EXTRAHIERTER TEXT
========================

Also nur das was wirklich telefoniere/sms. Grenze: 50€ Dann wird es automatisch zu ner Flat. 

Werd mir aber bald ein Smartphone zulegen. Bei o2 bleib ich aber.


----------



## Hans_sein_Herbert (6. Oktober 2011)

*AW: Wie viel zahlt ihr im Monat für euren Handyvertrag?*

Glücklich und zufrieden mit o2

o2 Blue Unlimited
55€/Monat (bei Verlängerung 5€/Monat Rabatt für die nächsten 24 Monate raus gehandelt)
Telefonflat in alle Netze
SMS Flat in alle Netze
Internatflat mit Drosselung ab 1GB


----------



## Docy (6. Oktober 2011)

*AW: Wie viel zahlt ihr im Monat für euren Handyvertrag?*

Alle, die ein internetfähiges Smartphone haben, könnt ihr mir sagen, was sowas hier heißt?

- Im gesamten Internen surfen, mailen und downloaden
- keine Volumensbegrenzung
- *ab 50 MB Datenvolumen Drosselung der Geschwindigkeit*


----------



## skyw8lk3r (6. Oktober 2011)

Das heißt sobald du 50 mb traffic verbraucht hast wirst dir die Geschwindigkeit gedrosselt.
Du kannst zwar weiter surfen aber die Geschwindigkeit ist drastisch reduziert.


----------



## Docy (6. Oktober 2011)

*AW: Wie viel zahlt ihr im Monat für euren Handyvertrag?*

Noch eine Frage:
Man sagt ja, Base hat die dünnsten Netze in Deutschland?
Wie macht sich das bemerkbar?  Ich meine, ich bin im Zentrum von Erlangen wohnhaft, da sollten doch ausreichend Funkmasten von/für Base da sein?


----------



## skyw8lk3r (6. Oktober 2011)

Na das kannst du anhand der empfangsbalken am handy feststellen obs gut ist oder nicht. 
Zudem macht sich schlechter empfang noch beim ping und bei der datenübertragung bemerkbar. 
Wie der empfang in erlangen ist kann ich dir leichter nicht sagen


----------



## Soldat0815 (6. Oktober 2011)

*AW: Wie viel zahlt ihr im Monat für euren Handyvertrag?*

Die Netzabdeckung ist bei UMTS schlecht.


----------



## Docy (6. Oktober 2011)

========================

EINTRÄGE ZUR AUFGABE
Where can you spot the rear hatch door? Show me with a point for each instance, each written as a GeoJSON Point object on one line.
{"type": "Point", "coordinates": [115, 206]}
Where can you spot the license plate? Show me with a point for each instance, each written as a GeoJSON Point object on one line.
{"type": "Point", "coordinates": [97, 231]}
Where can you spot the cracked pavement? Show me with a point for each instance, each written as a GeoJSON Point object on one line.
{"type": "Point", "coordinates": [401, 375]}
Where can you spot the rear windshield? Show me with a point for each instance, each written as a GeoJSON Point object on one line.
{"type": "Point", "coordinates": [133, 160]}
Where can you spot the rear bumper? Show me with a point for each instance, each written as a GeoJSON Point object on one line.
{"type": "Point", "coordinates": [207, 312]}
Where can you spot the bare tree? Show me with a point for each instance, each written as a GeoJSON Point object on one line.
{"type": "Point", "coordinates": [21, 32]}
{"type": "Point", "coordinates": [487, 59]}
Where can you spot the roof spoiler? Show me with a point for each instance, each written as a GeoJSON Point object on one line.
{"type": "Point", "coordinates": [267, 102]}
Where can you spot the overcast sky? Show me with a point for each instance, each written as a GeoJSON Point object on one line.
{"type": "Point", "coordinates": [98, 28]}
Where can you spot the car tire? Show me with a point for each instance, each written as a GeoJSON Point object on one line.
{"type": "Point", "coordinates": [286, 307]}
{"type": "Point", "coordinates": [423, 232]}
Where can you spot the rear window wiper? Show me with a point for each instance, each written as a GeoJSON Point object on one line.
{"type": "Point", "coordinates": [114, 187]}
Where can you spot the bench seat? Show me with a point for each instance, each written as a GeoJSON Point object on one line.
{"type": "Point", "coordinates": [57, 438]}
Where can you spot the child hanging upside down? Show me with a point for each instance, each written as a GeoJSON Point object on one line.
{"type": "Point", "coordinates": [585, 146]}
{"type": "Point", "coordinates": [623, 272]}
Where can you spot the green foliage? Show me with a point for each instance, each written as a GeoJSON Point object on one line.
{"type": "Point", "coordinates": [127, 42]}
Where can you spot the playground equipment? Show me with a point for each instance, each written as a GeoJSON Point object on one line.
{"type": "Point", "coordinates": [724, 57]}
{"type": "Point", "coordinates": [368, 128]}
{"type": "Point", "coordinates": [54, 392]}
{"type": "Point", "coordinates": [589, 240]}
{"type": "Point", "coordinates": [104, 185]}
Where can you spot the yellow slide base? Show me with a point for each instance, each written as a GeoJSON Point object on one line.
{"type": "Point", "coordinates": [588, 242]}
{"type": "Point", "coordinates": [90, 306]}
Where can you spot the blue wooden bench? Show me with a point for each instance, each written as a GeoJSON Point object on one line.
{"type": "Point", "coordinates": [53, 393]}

========================

KURZE AUFGABE A
Aktualisiere den Abschnitt der Einträge von der Zeile mit „Where can you spot the green“ bis zum Ende der Einträge, indem du „playground equipment“ durch „climbing frame“ ersetzt und alles andere unverändert lässt. Gib nur diesen Abschnitt aus.
KURZE AUFGABE B
Führe die Forumsdiskussion über Handyverträge an der Stelle fort, an der sie endet.
Die Forumsdiskussion und die Einträge hängen inhaltlich nicht zusammen.

ERGEBNIS A
Where can you spot the green foliage? Show me with a point for each instance, each written as a GeoJSON Point object on one line.
{"type": "Point", "coordinates": [127, 42]}
Where can you spot the climbing frame? Show me with a point for each instance, each written as a GeoJSON Point object on one line.
{"type": "Point", "coordinates": [724, 57]}
{"type": "Point", "coordinates": [368, 128]}
{"type": "Point", "coordinates": [54, 392]}
{"type": "Point", "coordinates": [589, 240]}
{"type": "Point", "coordinates": [104, 185]}
Where can you spot the yellow slide base? Show me with a point for each instance, each written as a GeoJSON Point object on one line.
{"type": "Point", "coordinates": [588, 242]}
{"type": "Point", "coordinates": [90, 306]}
Where can you spot the blue wooden bench? Show me with a point for each instance, each written as a GeoJSON Point object on one line.
{"type": "Point", "coordinates": [53, 393]}

ERGEBNIS B
*AW: Wie viel zahlt ihr im Monat für euren Handyvertrag?*

Hmmmmmmmm....
bei welchem Anbieter ist die UMTS-Abdeckung besser? Bin nach wie vor vom Samsung Omnia 7 begeistert, aber hab noch keinen passenden Vertrag gefunden, um mir das Smartphone endlich zu kaufen. Eigentlich wollte ich Base nehmen, aber es ja auch dumm, wenn man so n High-End-Gerät hat und dann den gradlisgten aller Anbieter nimmt...


----------



## Soldat0815 (6. Oktober 2011)

*AW: Wie viel zahlt ihr im Monat für euren Handyvertrag?*

D1 oder D2
Kauf dir das Handy so und schau mal hier nach ist D2 Netz
FYVE Tarife - IRRE GÜNSTIG TELEFONIEREN. UND SURFEN.


----------



## AeroX (6. Oktober 2011)

Docy schrieb:
			
		

> Hmmmmmmmm....
> bei welchem Anbieter ist die UMTS-Abdeckung besser? Bin nach wie vor vom Samsung Omnia 7 begeistert, aber hab noch keinen passenden Vertrag gefunden, um mir das Smartphone endlich zu kaufen. Eigentlich wollte ich Base nehmen, aber es ja auch dumm, wenn man so n High-End-Gerät hat und dann den gradlisgten aller Anbieter nimmt...



Tmobile & Vodafone haben die beste UMTS Abdeckung. Ich würde aus Erfahrung aber sagen das tcom bessere hat als Vodafone.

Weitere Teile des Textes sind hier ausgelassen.